__Instructions for the task__.
Below are some entries. Transcribe the lines from the one holding "find the air bubble" to the one holding "find the flag on pole", inclusive, but not the pictures among them.

======== Data supplied ========

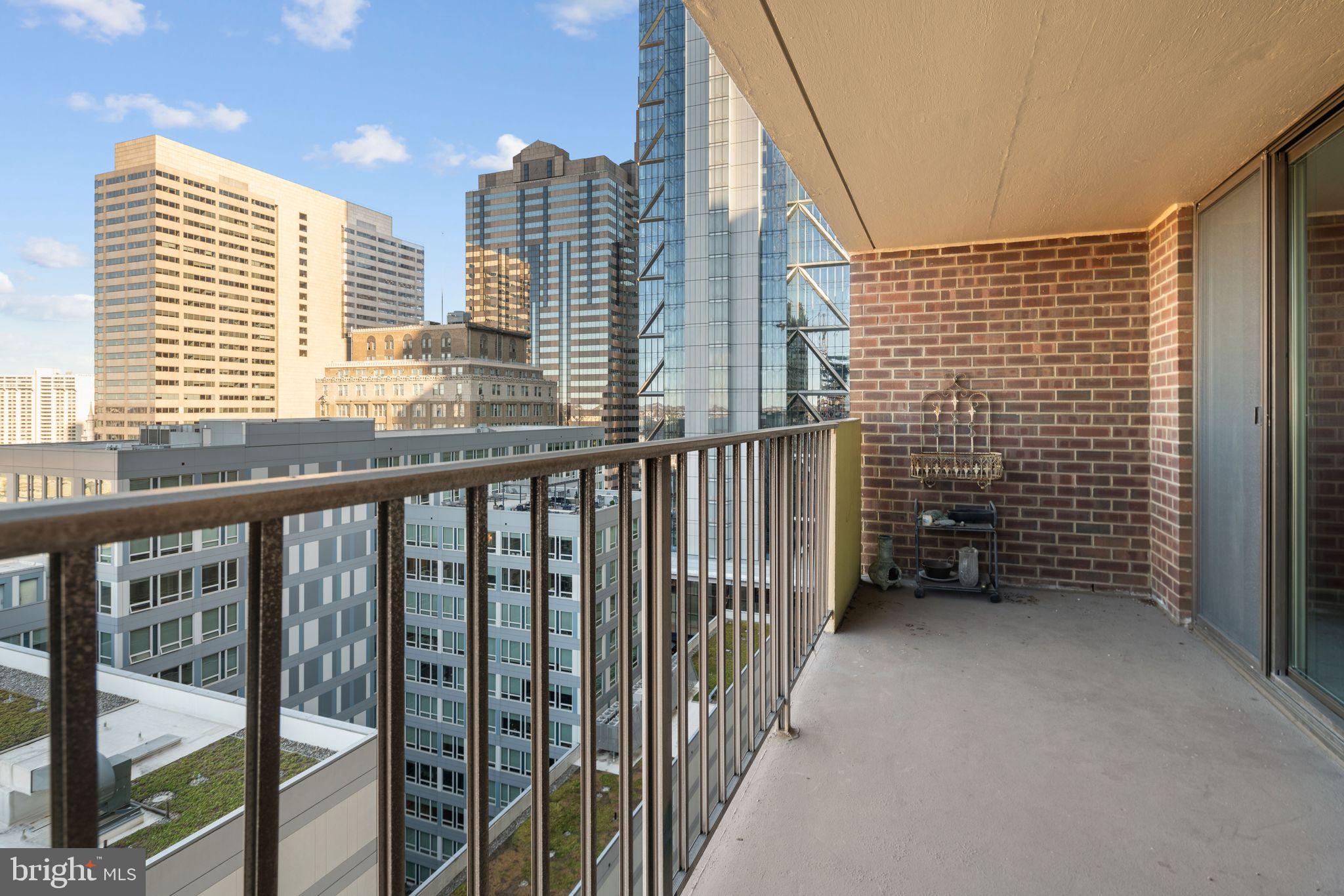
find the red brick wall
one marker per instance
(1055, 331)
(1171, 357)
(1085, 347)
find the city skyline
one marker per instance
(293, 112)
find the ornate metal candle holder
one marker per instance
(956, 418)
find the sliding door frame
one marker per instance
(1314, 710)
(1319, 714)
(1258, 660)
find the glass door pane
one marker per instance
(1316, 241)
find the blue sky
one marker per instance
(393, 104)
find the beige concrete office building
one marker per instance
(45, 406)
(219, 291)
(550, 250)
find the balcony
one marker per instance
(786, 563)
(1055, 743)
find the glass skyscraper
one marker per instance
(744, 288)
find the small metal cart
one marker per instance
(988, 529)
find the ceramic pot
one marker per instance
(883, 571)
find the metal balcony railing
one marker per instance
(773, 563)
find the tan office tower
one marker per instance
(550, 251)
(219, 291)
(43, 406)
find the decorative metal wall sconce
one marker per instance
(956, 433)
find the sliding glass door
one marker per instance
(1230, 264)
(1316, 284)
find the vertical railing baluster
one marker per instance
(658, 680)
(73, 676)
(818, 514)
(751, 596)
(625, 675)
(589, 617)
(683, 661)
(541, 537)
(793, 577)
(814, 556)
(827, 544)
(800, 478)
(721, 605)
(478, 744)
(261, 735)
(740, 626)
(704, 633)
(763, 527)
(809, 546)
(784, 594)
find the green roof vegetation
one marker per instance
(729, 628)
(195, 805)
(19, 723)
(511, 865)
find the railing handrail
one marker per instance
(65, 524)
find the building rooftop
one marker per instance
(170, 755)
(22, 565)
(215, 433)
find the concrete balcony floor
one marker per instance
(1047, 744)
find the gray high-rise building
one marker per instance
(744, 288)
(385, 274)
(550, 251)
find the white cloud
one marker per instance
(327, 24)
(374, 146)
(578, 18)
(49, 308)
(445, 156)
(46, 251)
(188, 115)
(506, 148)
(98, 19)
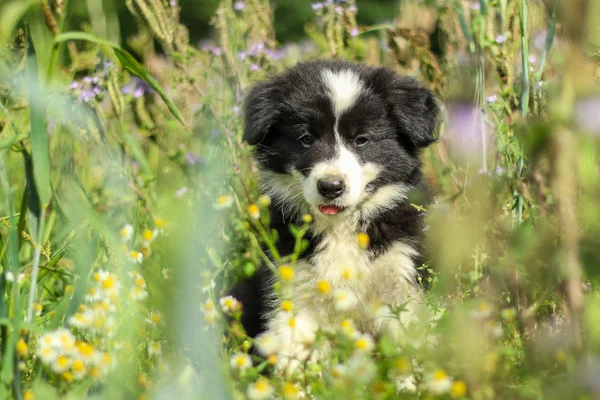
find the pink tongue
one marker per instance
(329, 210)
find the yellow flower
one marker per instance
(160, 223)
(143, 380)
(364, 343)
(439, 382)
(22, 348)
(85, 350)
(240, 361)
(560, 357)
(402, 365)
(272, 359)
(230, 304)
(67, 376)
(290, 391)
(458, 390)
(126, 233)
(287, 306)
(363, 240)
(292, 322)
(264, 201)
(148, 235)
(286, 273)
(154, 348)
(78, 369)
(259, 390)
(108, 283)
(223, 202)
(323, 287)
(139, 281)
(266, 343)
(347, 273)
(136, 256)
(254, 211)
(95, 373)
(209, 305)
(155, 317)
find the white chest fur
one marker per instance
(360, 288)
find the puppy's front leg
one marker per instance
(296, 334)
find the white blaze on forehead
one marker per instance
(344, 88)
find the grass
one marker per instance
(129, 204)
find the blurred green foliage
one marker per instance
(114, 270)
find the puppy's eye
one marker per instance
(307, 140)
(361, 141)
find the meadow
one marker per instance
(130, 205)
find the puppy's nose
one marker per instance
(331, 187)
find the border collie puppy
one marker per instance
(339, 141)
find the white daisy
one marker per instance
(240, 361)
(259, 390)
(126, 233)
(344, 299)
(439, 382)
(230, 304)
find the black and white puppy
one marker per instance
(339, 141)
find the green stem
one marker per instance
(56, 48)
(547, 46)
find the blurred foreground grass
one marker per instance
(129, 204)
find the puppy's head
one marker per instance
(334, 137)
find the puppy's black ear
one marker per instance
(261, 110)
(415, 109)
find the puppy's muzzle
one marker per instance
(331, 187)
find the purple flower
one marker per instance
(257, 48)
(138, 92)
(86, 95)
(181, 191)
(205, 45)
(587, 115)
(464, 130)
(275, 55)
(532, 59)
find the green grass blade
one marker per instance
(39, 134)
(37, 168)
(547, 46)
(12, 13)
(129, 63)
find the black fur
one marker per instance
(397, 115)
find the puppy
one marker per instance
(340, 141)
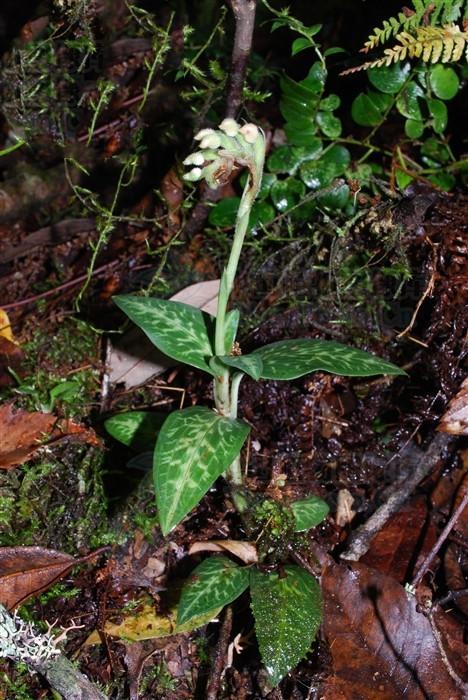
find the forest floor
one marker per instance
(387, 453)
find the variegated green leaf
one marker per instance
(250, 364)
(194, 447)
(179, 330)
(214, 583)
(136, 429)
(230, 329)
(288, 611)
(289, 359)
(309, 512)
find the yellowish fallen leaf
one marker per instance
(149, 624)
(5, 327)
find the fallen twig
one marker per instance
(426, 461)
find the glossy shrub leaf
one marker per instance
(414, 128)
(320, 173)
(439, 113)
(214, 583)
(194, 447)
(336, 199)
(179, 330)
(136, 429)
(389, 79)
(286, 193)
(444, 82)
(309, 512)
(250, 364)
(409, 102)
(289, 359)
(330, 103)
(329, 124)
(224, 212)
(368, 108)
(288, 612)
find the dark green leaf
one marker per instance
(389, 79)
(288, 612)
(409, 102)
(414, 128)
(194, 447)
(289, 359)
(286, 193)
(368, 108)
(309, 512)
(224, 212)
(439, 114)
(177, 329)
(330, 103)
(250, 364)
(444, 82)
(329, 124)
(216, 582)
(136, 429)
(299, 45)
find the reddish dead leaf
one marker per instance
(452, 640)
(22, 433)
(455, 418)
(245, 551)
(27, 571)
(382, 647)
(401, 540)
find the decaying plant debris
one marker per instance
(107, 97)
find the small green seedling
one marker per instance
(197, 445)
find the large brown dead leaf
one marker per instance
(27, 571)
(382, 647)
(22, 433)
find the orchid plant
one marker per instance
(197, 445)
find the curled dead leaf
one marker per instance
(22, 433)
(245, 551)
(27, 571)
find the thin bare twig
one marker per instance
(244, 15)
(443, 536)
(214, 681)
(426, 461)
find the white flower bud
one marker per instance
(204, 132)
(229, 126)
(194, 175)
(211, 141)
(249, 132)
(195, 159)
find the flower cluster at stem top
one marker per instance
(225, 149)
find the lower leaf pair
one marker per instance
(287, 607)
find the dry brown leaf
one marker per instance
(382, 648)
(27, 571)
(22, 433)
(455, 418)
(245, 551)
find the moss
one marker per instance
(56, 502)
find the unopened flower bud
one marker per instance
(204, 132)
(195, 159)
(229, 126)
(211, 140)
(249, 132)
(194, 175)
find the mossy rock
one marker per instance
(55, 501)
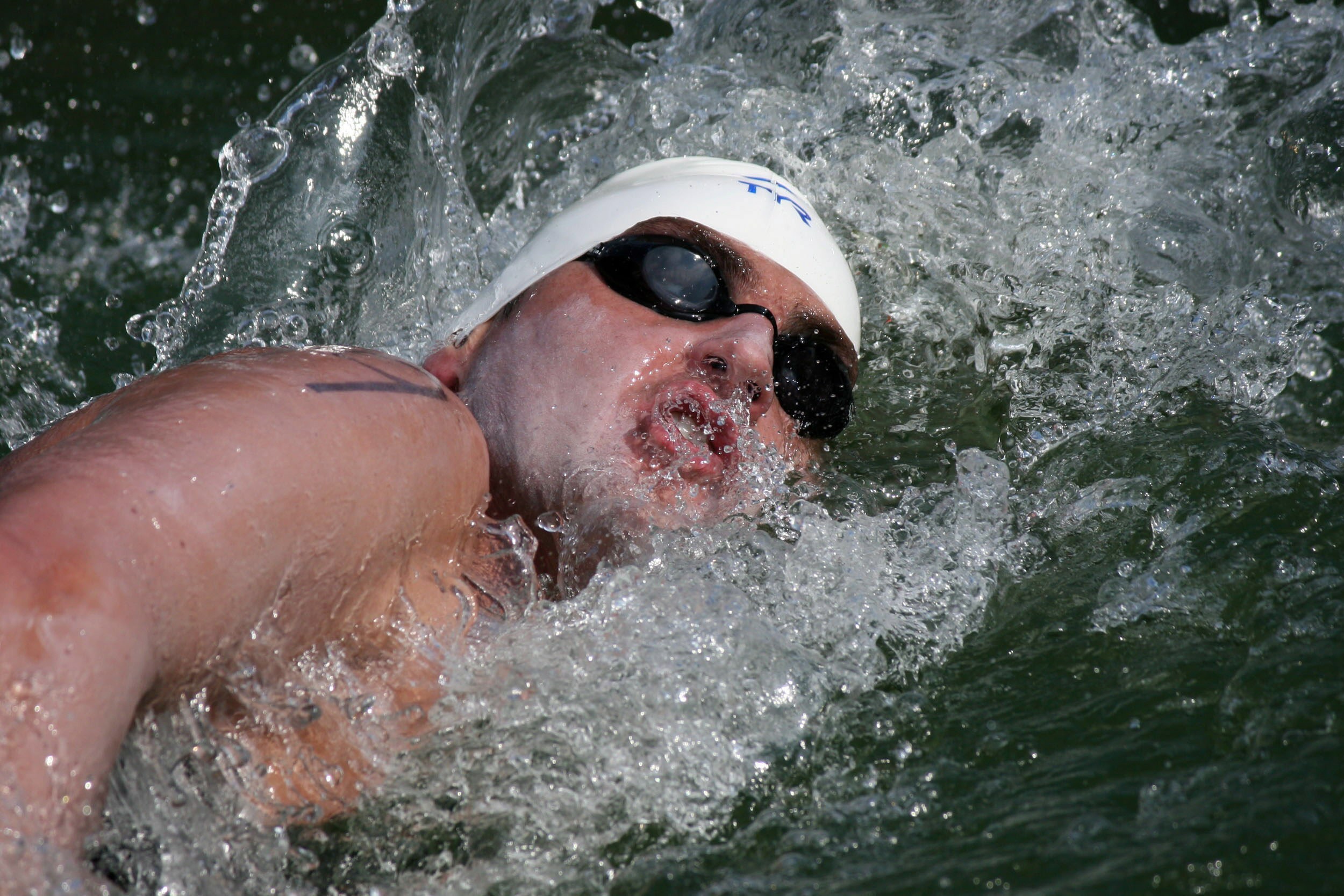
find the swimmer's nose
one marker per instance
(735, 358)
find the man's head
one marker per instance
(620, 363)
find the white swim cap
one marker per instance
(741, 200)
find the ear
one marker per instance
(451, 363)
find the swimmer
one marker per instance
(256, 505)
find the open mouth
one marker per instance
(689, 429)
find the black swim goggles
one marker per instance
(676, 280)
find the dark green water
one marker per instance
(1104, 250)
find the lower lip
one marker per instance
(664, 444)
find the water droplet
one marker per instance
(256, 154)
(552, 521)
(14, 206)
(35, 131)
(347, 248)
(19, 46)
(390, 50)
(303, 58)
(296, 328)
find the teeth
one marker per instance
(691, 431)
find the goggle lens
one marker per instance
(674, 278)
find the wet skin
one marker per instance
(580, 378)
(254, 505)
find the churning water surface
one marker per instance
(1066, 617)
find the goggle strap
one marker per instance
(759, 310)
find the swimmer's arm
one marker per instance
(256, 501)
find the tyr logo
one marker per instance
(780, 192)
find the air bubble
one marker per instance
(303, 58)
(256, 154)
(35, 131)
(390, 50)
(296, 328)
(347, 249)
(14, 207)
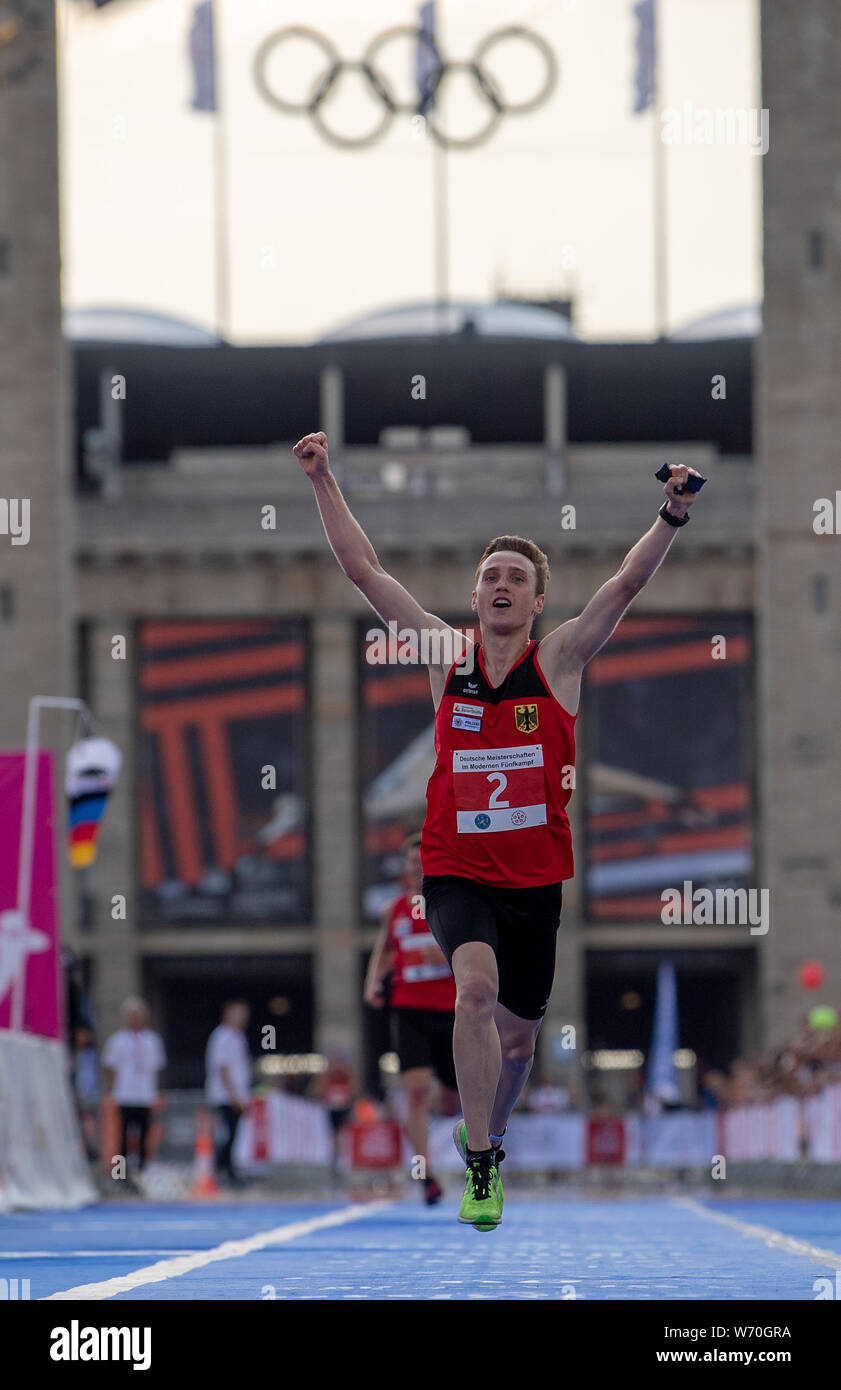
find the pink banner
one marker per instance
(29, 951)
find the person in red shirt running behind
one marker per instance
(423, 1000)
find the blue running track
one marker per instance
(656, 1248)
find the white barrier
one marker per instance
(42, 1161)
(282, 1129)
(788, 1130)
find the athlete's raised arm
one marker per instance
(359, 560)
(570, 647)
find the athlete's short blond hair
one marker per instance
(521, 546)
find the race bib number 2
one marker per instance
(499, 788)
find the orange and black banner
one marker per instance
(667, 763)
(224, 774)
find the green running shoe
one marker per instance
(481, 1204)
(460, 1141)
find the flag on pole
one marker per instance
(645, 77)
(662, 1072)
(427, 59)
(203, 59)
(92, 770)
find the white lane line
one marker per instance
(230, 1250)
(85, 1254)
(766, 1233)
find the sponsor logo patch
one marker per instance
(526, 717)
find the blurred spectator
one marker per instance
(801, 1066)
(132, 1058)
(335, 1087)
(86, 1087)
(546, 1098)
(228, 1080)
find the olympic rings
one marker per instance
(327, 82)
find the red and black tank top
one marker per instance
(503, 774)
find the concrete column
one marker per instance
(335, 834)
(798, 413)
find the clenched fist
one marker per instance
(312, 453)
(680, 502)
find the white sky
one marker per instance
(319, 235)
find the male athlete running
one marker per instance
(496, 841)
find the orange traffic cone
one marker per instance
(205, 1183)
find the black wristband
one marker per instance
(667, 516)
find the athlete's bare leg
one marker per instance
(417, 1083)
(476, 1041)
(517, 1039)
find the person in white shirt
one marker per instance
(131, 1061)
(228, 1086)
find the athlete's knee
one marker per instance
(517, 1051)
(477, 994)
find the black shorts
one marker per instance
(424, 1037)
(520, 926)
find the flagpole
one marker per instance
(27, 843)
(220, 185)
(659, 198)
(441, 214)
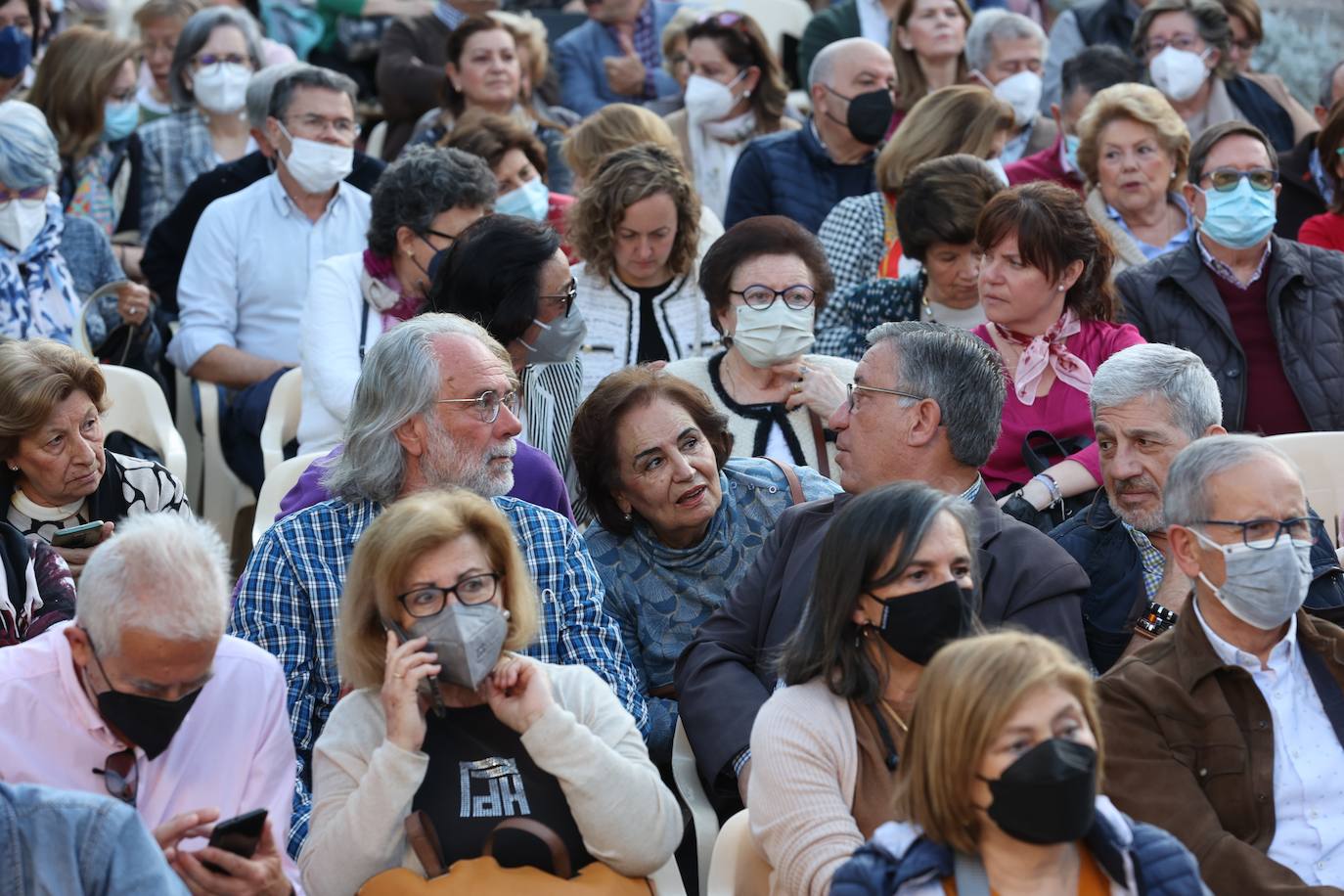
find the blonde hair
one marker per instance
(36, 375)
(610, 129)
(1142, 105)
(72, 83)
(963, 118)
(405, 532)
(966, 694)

========

__Task answer__.
find the air bubble
one marker per instance
(303, 58)
(256, 154)
(35, 131)
(390, 50)
(296, 328)
(347, 249)
(14, 207)
find the pink banner
one marker per instance
(29, 951)
find the person in red shirt running behind
one marker per instance
(423, 1000)
find the blue running track
one marker per instance
(656, 1248)
find the white barrier
one marker per instance
(42, 1161)
(282, 1129)
(788, 1130)
find the athlete's raised arm
one marker per instance
(359, 560)
(570, 647)
find the athlete's short blond hair
one marker per instance
(521, 546)
find the race bib number 2
one marker per instance
(499, 788)
find the orange and black banner
one marker per instance
(667, 763)
(224, 774)
find the green running shoe
one marker per instance
(481, 1204)
(460, 1141)
find the flag on pole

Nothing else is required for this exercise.